--- Source passage ---
^^^^

According to the International Vocabulary of Metrology – Basic and General Concepts and Associated Terms:

metrological traceability

property of a measurement result whereby the result can be related to a reference through a documented unbroken chain of calibrations, each contributing to the measurement uncertainty

  1. For this definition, a 'reference' can be a definition of a measurement unit through its practical realization, or a measurement procedure including the measurement unit for a non-ordinal quantity, or a measurement standard.

  2. Metrological traceability requires an established calibration hierarchy.

  3. Specification of the reference must include the time at which this reference was used in establishing the calibration hierarchy, along with any other relevant metrological information about the reference, such as when the first calibration in the calibration hierarchy was performed.

  4. For measurements with more than one input quantity in the measurement model, each of the input quantity values should itself be metrologically traceable and the calibration hierarchy involved may form a branched structure or a network. The effort involved in establishing metrological traceability for each input quantity value should be commensurate with its relative contribution to the measurement result.

  5. Metrological traceability of a measurement result does not ensure that the measurement uncertainty is adequate for a given purpose or that there is an absence of mistakes.

  6. A comparison between two measurement standards may be viewed as a calibration if the comparison is used to check and, if necessary, correct the quantity value and measurement uncertainty attributed to one of the measurement standards.

^^^^

--- Supplied data ---
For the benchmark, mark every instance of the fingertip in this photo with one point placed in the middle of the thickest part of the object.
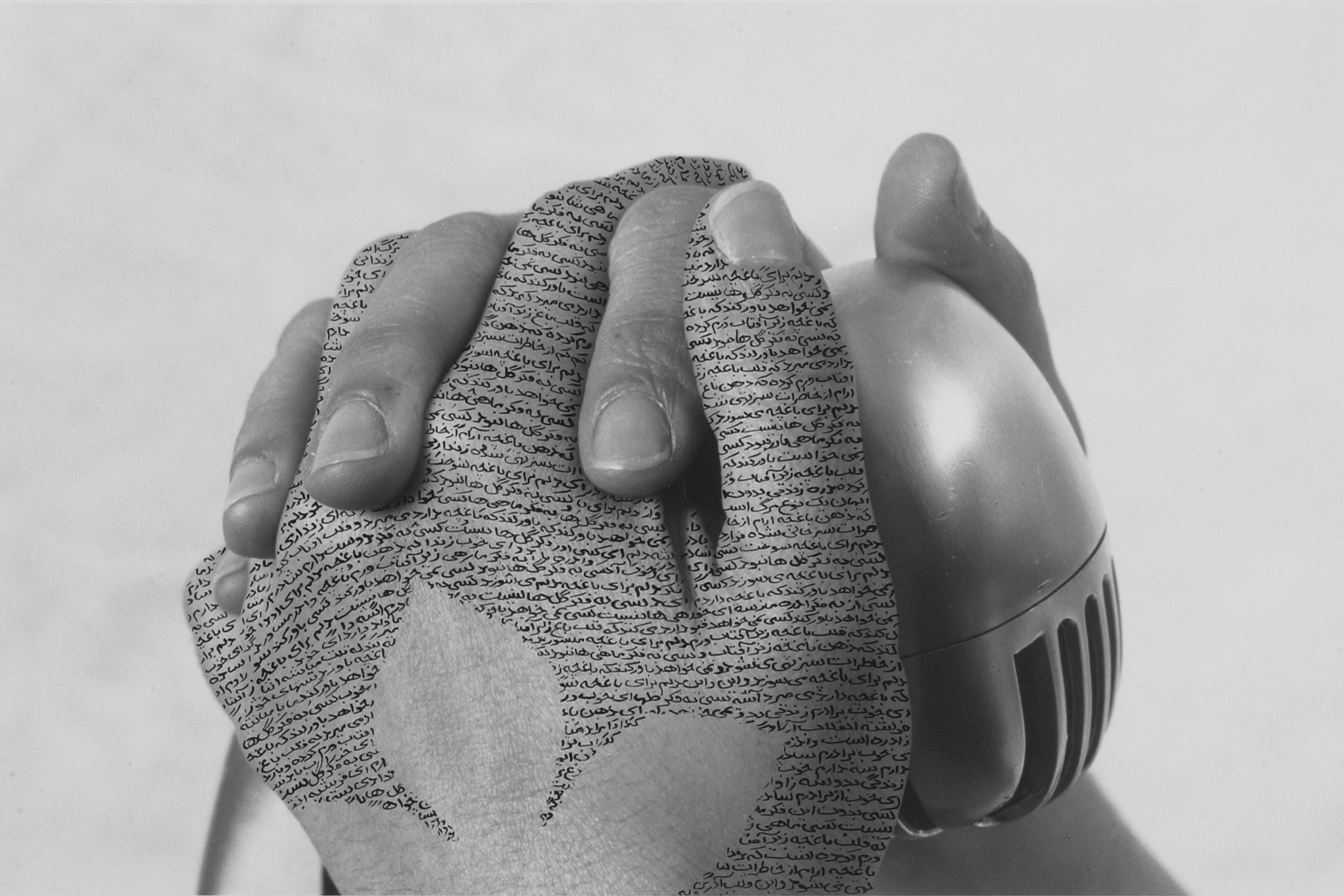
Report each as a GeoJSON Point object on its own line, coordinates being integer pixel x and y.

^^^^

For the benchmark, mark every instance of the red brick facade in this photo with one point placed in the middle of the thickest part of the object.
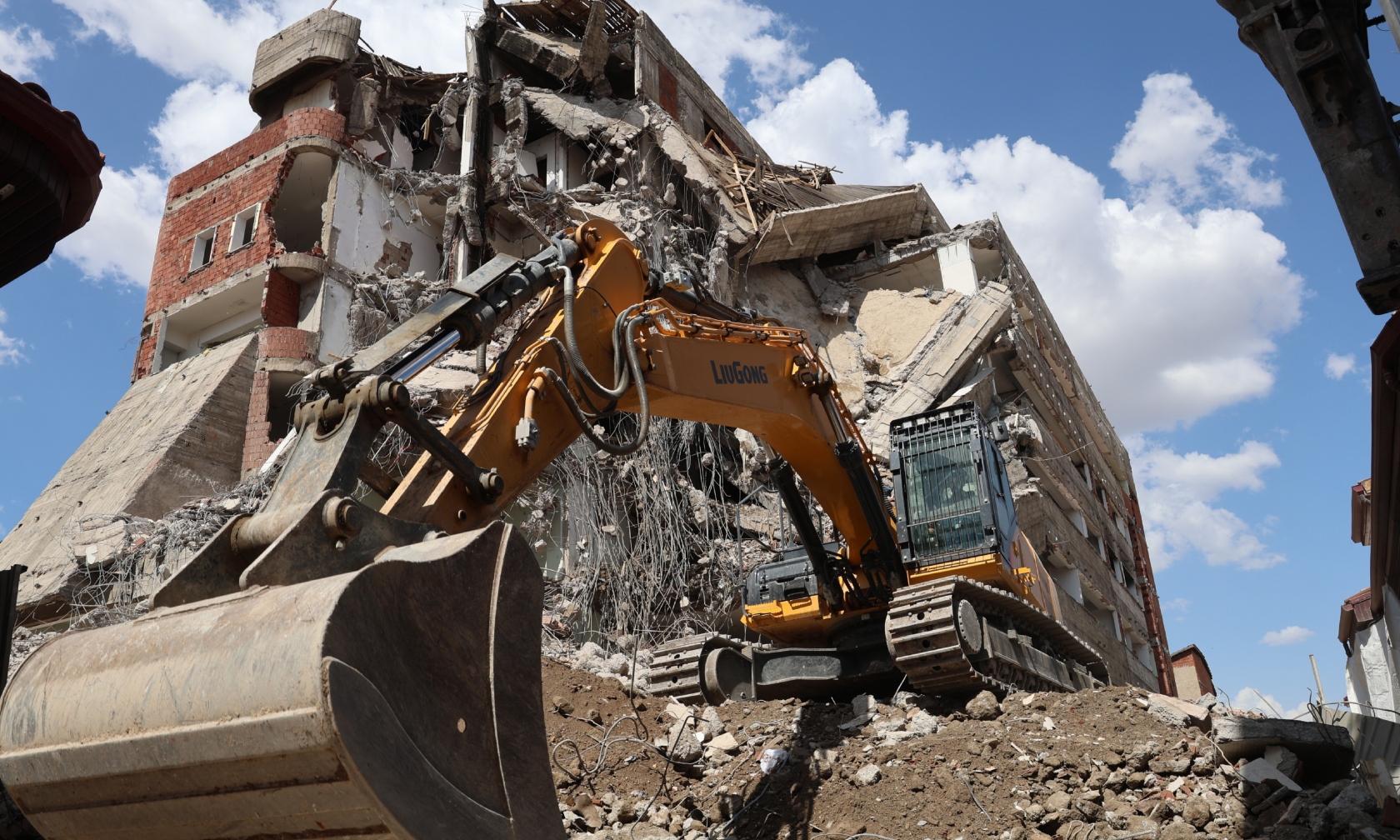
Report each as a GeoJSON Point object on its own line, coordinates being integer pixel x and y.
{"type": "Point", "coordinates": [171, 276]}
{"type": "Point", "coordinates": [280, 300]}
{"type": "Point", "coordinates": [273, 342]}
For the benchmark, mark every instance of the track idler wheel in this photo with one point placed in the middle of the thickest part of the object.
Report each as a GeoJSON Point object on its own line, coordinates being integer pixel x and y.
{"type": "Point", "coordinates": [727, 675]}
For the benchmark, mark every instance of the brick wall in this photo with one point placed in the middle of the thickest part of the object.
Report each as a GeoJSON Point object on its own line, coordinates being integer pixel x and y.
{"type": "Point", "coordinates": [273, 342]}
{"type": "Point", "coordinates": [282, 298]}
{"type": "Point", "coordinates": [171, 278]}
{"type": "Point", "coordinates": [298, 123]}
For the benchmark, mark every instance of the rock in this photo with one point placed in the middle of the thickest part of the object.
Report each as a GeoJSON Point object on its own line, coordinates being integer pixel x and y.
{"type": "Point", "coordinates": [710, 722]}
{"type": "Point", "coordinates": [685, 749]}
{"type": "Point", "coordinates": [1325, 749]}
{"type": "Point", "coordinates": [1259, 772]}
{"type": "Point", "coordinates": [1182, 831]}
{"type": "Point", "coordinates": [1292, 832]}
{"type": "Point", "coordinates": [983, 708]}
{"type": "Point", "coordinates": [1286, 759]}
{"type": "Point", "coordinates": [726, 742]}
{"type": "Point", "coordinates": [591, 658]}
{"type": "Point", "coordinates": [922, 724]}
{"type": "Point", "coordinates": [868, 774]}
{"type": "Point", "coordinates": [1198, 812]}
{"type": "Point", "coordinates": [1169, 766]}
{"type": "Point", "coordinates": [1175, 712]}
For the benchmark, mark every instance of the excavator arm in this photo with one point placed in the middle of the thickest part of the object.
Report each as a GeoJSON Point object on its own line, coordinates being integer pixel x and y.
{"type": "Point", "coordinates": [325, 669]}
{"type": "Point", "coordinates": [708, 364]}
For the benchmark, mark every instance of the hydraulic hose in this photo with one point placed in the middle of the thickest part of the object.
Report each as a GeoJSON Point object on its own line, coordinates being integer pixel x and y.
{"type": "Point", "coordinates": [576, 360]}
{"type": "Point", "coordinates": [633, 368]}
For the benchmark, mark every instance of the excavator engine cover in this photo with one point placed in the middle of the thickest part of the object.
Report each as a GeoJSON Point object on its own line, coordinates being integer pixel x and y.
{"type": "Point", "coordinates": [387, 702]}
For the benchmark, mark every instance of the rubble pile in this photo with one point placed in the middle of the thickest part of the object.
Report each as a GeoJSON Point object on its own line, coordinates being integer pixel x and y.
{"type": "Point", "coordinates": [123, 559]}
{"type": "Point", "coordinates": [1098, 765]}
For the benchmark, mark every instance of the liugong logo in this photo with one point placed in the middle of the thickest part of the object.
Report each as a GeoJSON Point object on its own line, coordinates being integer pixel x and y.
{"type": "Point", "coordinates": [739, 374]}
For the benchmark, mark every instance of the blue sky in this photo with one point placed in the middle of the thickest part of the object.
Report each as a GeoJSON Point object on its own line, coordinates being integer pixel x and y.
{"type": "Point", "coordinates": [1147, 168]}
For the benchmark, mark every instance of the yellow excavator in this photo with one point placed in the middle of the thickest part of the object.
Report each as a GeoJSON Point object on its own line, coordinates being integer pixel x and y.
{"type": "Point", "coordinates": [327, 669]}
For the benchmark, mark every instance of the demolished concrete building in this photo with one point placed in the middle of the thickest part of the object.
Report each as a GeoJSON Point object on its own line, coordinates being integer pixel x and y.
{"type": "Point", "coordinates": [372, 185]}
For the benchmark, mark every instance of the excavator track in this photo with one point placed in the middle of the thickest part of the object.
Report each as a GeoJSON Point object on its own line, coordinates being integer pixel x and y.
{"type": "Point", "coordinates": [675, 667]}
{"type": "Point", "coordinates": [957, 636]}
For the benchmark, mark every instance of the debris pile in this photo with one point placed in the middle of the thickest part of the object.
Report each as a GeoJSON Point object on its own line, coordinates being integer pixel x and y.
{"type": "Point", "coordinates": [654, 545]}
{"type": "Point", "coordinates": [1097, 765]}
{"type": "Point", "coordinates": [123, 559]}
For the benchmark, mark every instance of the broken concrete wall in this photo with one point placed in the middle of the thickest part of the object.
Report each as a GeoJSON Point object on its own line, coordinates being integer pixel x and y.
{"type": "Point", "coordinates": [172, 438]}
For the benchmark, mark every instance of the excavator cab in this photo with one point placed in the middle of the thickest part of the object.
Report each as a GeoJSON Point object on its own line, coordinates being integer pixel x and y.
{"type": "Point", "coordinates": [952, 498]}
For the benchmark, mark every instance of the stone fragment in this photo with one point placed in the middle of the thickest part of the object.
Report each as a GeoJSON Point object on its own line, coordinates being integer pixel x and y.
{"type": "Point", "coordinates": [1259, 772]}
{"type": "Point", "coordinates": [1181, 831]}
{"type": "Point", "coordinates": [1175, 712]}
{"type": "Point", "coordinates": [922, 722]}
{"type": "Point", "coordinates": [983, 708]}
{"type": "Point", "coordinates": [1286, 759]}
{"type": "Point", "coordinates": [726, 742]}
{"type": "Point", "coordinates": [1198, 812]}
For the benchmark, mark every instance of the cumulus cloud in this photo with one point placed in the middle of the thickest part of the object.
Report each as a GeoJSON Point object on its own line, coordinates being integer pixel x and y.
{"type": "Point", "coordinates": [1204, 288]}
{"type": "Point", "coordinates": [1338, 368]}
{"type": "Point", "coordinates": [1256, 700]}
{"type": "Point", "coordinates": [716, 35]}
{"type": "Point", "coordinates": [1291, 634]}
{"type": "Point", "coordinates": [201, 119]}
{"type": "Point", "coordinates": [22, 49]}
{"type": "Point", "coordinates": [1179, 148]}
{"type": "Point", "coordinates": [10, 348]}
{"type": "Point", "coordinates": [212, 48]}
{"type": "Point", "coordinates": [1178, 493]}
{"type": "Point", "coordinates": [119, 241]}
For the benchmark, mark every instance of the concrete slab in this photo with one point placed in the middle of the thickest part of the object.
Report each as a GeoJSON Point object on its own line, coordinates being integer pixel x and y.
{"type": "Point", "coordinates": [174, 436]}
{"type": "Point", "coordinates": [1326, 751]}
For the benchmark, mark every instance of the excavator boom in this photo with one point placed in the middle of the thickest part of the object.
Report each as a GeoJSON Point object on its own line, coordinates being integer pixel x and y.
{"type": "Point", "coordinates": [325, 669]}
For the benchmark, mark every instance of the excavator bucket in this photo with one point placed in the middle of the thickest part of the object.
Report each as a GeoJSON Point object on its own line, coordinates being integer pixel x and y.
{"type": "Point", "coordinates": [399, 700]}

^^^^

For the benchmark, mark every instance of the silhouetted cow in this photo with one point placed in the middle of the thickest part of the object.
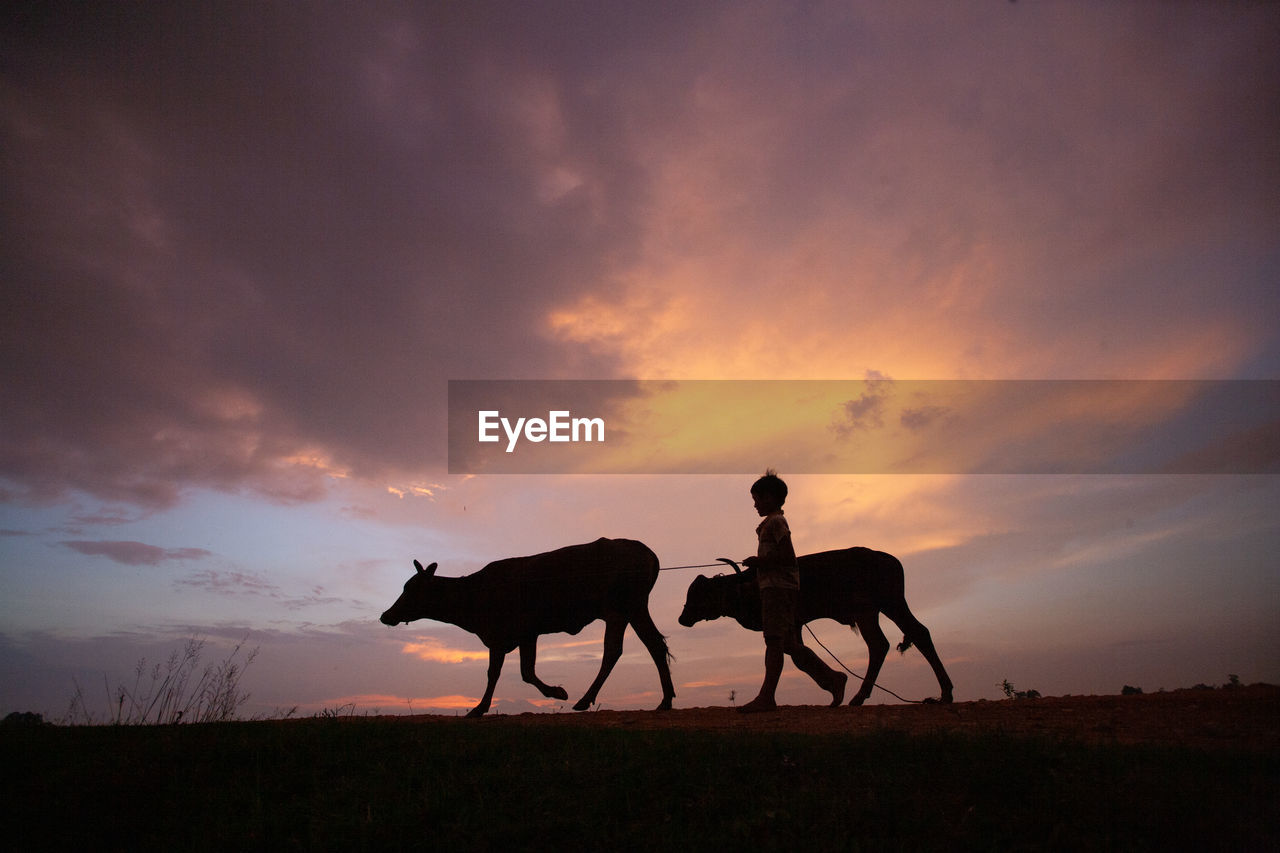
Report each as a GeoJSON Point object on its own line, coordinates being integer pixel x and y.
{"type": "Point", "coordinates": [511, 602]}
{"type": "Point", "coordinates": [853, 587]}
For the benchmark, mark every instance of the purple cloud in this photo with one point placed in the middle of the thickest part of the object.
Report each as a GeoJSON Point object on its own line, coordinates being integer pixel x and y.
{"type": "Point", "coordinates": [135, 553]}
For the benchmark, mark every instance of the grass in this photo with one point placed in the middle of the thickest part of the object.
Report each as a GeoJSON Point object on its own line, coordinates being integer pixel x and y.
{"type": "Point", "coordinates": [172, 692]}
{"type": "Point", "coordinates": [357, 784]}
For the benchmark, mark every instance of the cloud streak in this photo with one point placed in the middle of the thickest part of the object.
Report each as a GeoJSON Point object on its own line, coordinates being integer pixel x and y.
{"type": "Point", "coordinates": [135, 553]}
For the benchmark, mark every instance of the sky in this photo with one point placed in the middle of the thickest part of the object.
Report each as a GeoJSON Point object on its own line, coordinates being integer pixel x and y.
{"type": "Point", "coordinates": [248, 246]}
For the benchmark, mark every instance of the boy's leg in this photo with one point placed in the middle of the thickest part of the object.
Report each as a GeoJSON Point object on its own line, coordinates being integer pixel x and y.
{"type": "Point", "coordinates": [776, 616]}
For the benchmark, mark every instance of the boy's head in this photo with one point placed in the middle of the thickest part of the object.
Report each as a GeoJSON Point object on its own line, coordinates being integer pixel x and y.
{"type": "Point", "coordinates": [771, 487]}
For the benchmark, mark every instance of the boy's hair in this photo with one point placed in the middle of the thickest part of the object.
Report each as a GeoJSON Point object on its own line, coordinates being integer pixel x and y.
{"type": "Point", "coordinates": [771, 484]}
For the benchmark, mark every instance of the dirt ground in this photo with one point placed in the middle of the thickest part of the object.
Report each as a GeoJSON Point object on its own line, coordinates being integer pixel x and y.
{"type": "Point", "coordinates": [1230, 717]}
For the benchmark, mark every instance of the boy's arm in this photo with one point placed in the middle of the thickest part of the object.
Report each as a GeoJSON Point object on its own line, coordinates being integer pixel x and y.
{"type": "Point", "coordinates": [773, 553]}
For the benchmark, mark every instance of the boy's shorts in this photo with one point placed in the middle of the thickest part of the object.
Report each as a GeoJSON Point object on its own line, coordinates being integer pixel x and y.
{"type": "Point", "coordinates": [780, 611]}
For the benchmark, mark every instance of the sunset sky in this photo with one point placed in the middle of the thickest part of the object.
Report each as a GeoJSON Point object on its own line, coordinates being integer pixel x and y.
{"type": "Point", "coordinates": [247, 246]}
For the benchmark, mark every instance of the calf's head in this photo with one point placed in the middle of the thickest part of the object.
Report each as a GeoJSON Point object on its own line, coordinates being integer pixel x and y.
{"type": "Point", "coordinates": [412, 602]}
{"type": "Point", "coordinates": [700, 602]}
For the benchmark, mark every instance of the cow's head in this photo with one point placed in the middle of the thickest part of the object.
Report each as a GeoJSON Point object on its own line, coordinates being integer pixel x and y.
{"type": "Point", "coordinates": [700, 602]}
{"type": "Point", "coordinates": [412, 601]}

^^^^

--- Exercise tasks ---
A: In note 1 of the metrological traceability definition, what may count as a 'reference'? List each option.
B: Pick up the metrological traceability definition after its final note and write the next part.

--- Answer list ---
A:
- a definition of a measurement unit through its practical realization
- a measurement procedure including the measurement unit for a non-ordinal quantity
- a measurement standard

B:
  7. The BIPM, OIML, ILAC, and ISO endorse the following recommendations on metrological traceability:

    - in order to be able to rely on their international acceptability, calibrations should be performed;
    • in National Metrology Institutes which should normally be signatories to the CIPM MRA and have CMCs published in the relevant areas of the KCDB or
    • in laboratories accredited to ISO/IEC 17025 by accreditation bodies that are signatories to the ILAC Arrangement;
    - measurement uncertainty should follow the principles established in the GUM;
    - the results of the measurements made in accredited laboratories should be traceable to the SI;
    - NMIs providing metrological traceability for accredited laboratories should normally be signatories to the CIPM MRA and have CMCs published in the relevant areas of the KCDB;
    - within the OIML-CS, accreditation should be provided by bodies which are signatories to the ILAC Arrangement and the above policies on metrological traceability to the SI should be followed.

    The above principles should be used whenever there is a need to demonstrate metrological traceability for international acceptability (Joint BIPM, OIML, ILAC and ISO declaration on metrological traceability).

  8. The abbreviated term "traceability" is sometimes used to mean 'metrological traceability' as well as other concepts, such as 'sample traceability' or 'document traceability' or 'instrument traceability' or 'material traceability', where the history ("trace") of an item is meant. Therefore, the full term of "metrological traceability" is preferred if there is any risk of confusion.

Annotated VIM3:

Traceability to the SI through the BIPM
Subject area:
What is traceability?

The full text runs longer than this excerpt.